DIRECTIVES:
A: In the comments on cast iron cookware, what brand of skillet did the second commenter buy at a nearby kitchen shop?
B: Carry on the comment thread about cast iron cookware from the point where it stops.
### TEXT TO READ
Don’t be Shy. Leave me your comment(s)

15 responses to “Iron Age Cookware In The Modern World

  1. Cast ironware + wood cook stove = the greatest way to cook!


  2. My grandma used her cast iron skillet every day. My mom had a cast iron skillet for years. Not sure which sibling got it, but now she uses “non-stick” pans. Mom, how could you?!? I bought a larger “Lodge” brand skillet at a nearby kitchen shop that has an array of styles, as well as some of the ceramic-coated colored pans. They cost quite a bit more. I acquired a smaller cast iron skillet somewhere, used, but it mostly sits down in the cupboard. Like my grandma, I use mine pretty much daily. Question: there is a debate about whether detergent should be used to clean cast iron. Some say that it messes with the seasoning of the pan. I usually wash mine in dish water that has already washed the rest of the dishes, so the detergent strength is pretty washed out at that point. It hasn’t seemed to have affected the seasoning of the pan. Your thoughts?
######
### RAW RECORDS
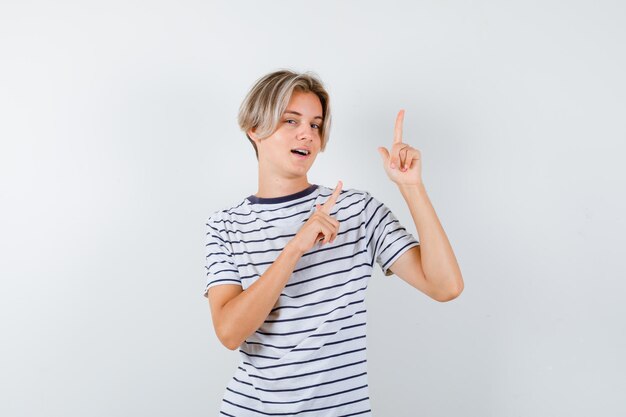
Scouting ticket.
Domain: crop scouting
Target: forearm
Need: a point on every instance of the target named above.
(246, 312)
(438, 261)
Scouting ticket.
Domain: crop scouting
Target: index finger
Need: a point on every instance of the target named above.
(332, 199)
(397, 132)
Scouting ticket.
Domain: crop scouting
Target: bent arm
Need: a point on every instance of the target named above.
(236, 313)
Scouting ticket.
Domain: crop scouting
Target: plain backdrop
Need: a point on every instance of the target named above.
(119, 137)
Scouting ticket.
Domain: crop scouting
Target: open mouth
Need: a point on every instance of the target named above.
(301, 152)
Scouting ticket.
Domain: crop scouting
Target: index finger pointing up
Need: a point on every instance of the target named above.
(328, 205)
(397, 133)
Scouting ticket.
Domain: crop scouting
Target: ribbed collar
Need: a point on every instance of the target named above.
(260, 200)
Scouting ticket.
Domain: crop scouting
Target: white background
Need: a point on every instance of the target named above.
(119, 137)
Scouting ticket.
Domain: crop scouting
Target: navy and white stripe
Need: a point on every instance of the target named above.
(309, 356)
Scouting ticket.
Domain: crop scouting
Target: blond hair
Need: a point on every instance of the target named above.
(268, 98)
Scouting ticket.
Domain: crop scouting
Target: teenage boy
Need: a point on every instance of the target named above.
(287, 268)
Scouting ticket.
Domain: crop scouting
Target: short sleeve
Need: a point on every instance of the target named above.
(387, 239)
(220, 264)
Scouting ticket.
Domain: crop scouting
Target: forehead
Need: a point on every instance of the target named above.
(304, 103)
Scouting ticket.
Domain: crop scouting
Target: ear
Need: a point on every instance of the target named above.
(251, 133)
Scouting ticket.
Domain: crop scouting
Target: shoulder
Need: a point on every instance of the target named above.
(220, 218)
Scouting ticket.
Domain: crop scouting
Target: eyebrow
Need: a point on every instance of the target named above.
(299, 114)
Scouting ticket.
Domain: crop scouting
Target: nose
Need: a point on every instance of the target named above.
(305, 132)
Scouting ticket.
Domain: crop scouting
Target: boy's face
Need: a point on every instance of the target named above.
(299, 128)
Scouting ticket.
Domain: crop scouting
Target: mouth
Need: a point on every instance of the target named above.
(301, 153)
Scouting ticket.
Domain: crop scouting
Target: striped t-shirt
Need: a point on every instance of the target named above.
(309, 356)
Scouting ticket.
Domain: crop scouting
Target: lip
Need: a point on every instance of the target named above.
(301, 156)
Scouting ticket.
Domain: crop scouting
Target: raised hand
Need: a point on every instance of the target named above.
(403, 164)
(320, 226)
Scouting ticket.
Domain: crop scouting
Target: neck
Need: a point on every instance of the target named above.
(271, 186)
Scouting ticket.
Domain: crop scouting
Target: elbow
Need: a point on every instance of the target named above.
(451, 293)
(228, 338)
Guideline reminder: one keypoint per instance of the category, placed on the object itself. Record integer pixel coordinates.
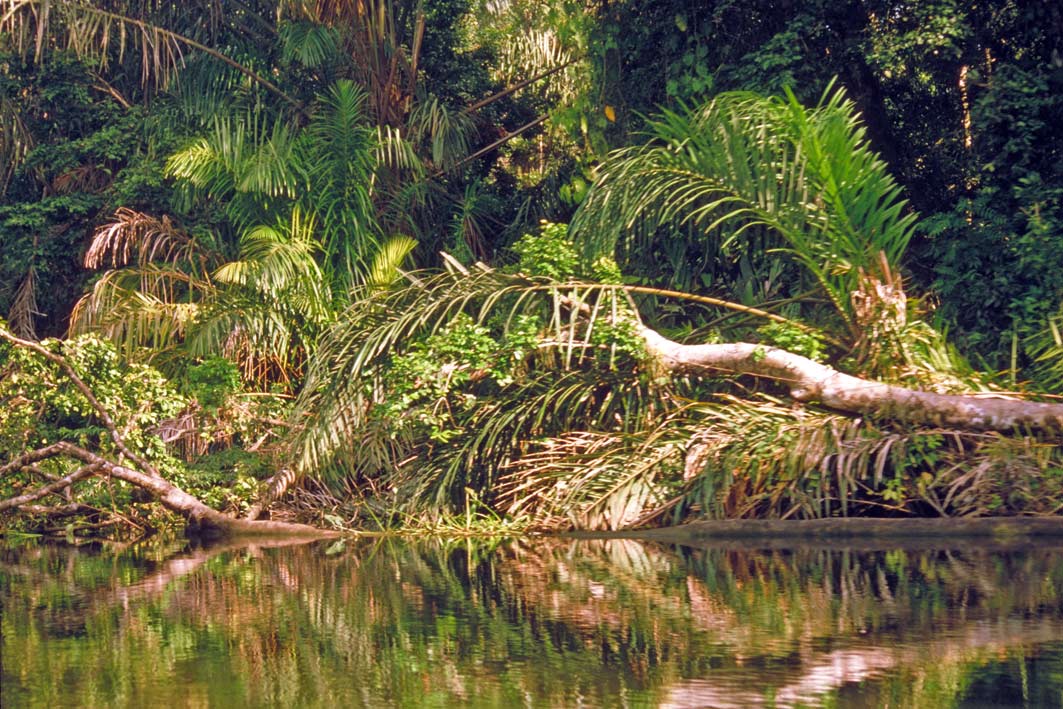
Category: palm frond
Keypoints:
######
ANSWERS BY TASK:
A: A larger Lodge brand skillet.

B:
    Liked by 1 person

  3. My set of pans is old..if I can convince the kids to use them, they could easily last another five or six generation’s

    Liked by 2 people

  4. re-blogged this to – mainly cos I love your first paragraph – smile

    Liked by 1 person

  5. Reblogged this on julz crafts and commented:
    So after the snow, how about some heat!
    I’m re-blogging this post because 1) its so rude about people who have never used cast iron pots that its funny, and 2) because I never knew that you could put coats on top of Dutch Ovens

    Liked by 1 person

  6. Love my cast Iron cookware~ Much of it from my Grandmother. Use it every day. Nice post

    Liked by 3 people

  7. And don’t forget BarBQ cook-offs and the like. You can see all sorts of Dutch kettles/ovens and a wide array of set-ups for managing this great cookware in various wood/coal cooking settings.

    Liked by 2 people

  8. Have all of my grandmothers cast iron, several Dutch ovens, and griddles, also a few cast iron muffin tins. My pride and joy is a Griswold #11….a giant. All of my cast iron will get passed on to my kids someday in the (far) future, they grew up using it and surely understand ( and appreciate) the integrity and value of cast iron cookware!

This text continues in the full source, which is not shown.